* [Required action 1] What dataset does the PRAPNet study summary report using to train and evaluate the network?
* [Required action 2] Pick up the PRAPNet study summary after its final line and continue writing it.

* [Text for analysis]
========================================================================

Purpose of the Study:

  • To propose a novel neural network, the Parallel Residual Atrous Pyramid Network (PRAPNet), for enhanced intestinal polyp segmentation.
  • To leverage global contextual information through a parallel residual atrous pyramid module for improved segmentation accuracy.
  • To evaluate the performance of PRAPNet against established segmentation models on a standard dataset.

Main Methods:

  • Development of PRAPNet, a neural network incorporating a parallel residual atrous pyramid module.
  • Utilizing the proposed module to capture global contextual information across different image regions.
  • Training and evaluation of PRAPNet on the Kvasir-SEG dataset for intestinal polyp segmentation.

Main Results:

  • PRAPNet achieved a mean intersection over union (IoU) of 90.4% and a dice coefficient of 94.2% on the Kvasir-SEG dataset.

========================================================================

* [Dataset]
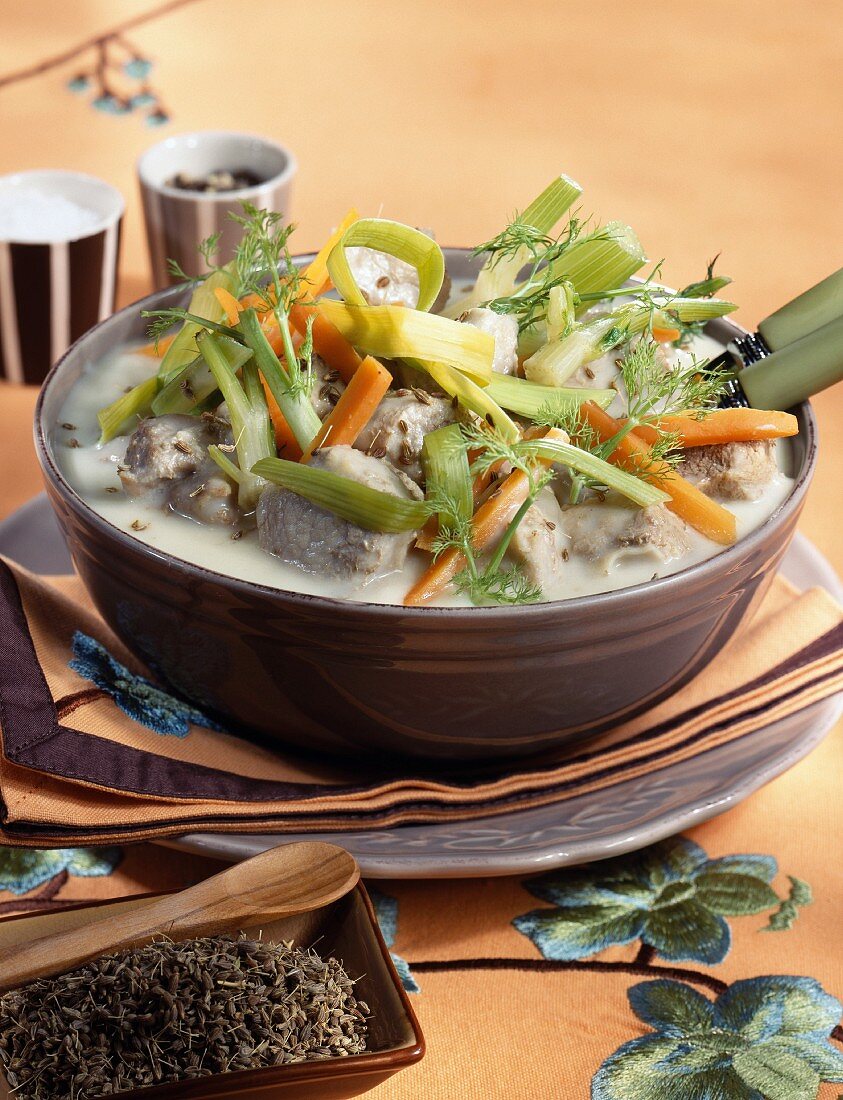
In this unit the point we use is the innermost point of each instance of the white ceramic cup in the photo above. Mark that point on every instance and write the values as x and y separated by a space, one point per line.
59 238
178 220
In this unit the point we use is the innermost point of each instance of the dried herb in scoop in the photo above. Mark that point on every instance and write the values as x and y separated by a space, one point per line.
174 1011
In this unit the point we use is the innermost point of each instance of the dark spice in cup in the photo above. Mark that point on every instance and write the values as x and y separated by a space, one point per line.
176 1011
221 179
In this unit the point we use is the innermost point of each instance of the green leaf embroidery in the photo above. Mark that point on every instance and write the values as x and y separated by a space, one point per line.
784 917
776 1074
765 1038
669 895
24 869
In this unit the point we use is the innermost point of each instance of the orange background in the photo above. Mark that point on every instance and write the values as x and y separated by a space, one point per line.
709 128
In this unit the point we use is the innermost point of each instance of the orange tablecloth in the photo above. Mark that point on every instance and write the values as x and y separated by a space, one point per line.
708 130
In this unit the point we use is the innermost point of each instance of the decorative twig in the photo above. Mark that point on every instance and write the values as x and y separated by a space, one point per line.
645 969
116 32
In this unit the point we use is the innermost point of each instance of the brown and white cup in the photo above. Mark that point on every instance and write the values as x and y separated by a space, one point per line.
59 239
178 220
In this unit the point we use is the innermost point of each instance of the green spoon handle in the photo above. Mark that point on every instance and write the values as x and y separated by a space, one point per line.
807 314
794 373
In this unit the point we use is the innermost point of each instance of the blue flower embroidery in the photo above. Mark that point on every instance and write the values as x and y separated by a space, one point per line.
24 869
135 695
766 1038
386 910
670 895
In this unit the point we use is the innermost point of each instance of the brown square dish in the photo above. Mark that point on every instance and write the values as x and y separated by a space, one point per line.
347 930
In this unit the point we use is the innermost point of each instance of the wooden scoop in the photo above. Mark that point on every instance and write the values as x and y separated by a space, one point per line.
294 878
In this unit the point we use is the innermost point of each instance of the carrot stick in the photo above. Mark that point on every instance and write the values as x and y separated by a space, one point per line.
159 352
285 441
229 303
689 503
665 336
722 426
354 408
490 521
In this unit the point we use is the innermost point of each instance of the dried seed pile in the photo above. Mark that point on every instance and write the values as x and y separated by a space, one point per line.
168 1012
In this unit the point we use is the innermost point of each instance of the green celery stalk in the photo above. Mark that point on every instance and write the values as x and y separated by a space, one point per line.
127 409
602 261
203 304
446 462
497 275
526 398
471 396
368 507
250 417
192 384
292 395
227 465
554 363
634 488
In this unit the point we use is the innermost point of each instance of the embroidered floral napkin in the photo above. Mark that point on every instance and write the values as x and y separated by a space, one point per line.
92 750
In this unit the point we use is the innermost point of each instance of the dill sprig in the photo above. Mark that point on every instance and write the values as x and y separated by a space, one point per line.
654 391
164 319
266 271
492 583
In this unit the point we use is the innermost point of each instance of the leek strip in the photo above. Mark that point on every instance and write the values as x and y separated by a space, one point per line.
554 363
227 465
602 261
127 409
396 332
408 244
250 417
194 383
526 398
634 488
687 310
473 397
368 507
499 274
446 462
292 395
203 304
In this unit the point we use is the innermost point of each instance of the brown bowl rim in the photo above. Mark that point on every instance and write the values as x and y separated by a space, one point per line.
606 602
354 1065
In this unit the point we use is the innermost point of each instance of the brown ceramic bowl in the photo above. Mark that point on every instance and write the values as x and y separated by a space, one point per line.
453 683
348 930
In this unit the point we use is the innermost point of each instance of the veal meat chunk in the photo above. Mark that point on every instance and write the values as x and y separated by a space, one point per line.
165 449
167 460
536 546
604 530
400 424
504 328
731 471
316 540
386 281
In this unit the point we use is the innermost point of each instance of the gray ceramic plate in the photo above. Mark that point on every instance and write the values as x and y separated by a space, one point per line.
591 826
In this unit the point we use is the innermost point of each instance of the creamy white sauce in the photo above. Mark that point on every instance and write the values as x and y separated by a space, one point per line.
92 472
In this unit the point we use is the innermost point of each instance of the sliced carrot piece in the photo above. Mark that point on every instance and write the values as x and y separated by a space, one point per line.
665 334
723 426
159 352
687 502
490 521
229 304
354 408
285 441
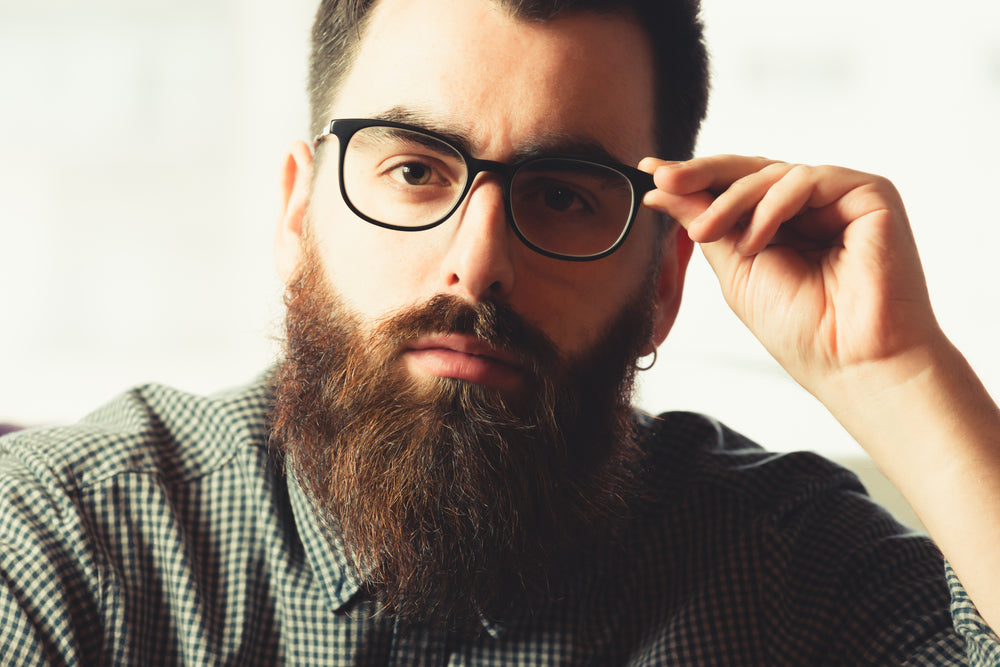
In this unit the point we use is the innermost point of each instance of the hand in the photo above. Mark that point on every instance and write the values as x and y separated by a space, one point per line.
818 262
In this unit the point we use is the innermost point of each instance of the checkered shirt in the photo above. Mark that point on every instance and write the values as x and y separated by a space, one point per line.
160 531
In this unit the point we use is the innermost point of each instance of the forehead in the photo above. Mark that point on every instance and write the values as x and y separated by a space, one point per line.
506 82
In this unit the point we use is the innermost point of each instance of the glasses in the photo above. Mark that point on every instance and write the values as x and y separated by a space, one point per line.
405 178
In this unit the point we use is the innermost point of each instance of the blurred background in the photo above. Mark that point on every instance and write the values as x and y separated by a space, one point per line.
141 144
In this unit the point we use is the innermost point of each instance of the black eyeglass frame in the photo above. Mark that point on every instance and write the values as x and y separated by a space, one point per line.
345 128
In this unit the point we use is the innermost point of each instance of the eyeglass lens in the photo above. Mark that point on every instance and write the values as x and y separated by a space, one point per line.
409 179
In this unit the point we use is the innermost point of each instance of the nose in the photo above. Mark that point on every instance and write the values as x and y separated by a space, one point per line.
479 263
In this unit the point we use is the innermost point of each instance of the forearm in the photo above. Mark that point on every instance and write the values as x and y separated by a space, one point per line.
933 429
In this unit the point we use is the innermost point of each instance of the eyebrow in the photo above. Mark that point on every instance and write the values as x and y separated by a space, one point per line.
562 144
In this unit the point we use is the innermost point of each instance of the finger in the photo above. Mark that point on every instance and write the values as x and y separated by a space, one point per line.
682 208
733 210
714 174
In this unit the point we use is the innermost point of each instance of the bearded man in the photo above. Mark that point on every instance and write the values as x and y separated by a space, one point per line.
444 466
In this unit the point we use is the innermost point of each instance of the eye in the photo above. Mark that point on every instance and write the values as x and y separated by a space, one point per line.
561 199
412 173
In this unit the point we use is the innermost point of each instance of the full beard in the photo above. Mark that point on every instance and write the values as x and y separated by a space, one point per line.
454 500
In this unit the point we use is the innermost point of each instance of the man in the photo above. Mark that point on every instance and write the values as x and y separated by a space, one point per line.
444 466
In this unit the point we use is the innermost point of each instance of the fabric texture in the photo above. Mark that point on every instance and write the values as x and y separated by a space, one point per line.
161 530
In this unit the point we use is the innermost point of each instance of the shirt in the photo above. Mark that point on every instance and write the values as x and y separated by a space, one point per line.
160 530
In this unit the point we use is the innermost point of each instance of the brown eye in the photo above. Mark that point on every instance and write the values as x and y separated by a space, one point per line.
414 173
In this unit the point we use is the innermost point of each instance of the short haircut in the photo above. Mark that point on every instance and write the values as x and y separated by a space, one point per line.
675 33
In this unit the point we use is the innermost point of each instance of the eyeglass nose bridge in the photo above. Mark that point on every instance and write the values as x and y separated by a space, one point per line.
474 167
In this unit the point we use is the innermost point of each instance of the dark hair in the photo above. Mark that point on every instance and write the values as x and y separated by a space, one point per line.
675 34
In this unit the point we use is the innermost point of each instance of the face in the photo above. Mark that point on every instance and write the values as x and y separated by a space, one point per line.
506 86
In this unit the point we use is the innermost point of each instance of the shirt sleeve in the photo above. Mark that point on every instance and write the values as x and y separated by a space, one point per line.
48 583
982 645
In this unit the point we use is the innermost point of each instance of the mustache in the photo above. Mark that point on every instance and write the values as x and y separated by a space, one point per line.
496 323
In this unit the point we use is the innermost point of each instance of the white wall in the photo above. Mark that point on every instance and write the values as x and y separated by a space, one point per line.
141 141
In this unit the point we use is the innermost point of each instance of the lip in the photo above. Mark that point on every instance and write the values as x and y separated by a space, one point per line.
463 357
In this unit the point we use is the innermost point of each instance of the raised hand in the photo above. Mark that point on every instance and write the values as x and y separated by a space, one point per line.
818 262
821 265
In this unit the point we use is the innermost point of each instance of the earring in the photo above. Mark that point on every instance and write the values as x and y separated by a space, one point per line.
646 368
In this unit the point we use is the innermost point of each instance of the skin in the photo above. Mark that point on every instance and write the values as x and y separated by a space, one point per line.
533 85
818 262
821 265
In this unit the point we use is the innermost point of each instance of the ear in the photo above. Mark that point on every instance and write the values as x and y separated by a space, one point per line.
296 185
677 248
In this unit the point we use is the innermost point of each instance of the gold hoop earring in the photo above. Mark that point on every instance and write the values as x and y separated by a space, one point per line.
651 364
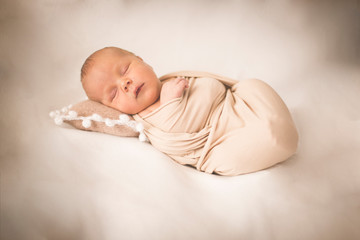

========================================================================

* [Task output 1] The Kvasir-SEG dataset.

* [Task output 2]
  • The proposed model demonstrated superior segmentation performance compared to seven classical segmentation networks.
  • The parallel residual atrous pyramid module effectively utilized global contextual information for better segmentation.

Conclusions:

  • PRAPNet offers a significant advancement in computer-aided polyp segmentation for colonoscopies.
  • The model's ability to integrate global contextual information is key to its high performance.
  • PRAPNet shows promise in improving the accuracy and efficiency of polyp detection, potentially reducing colorectal cancer risk.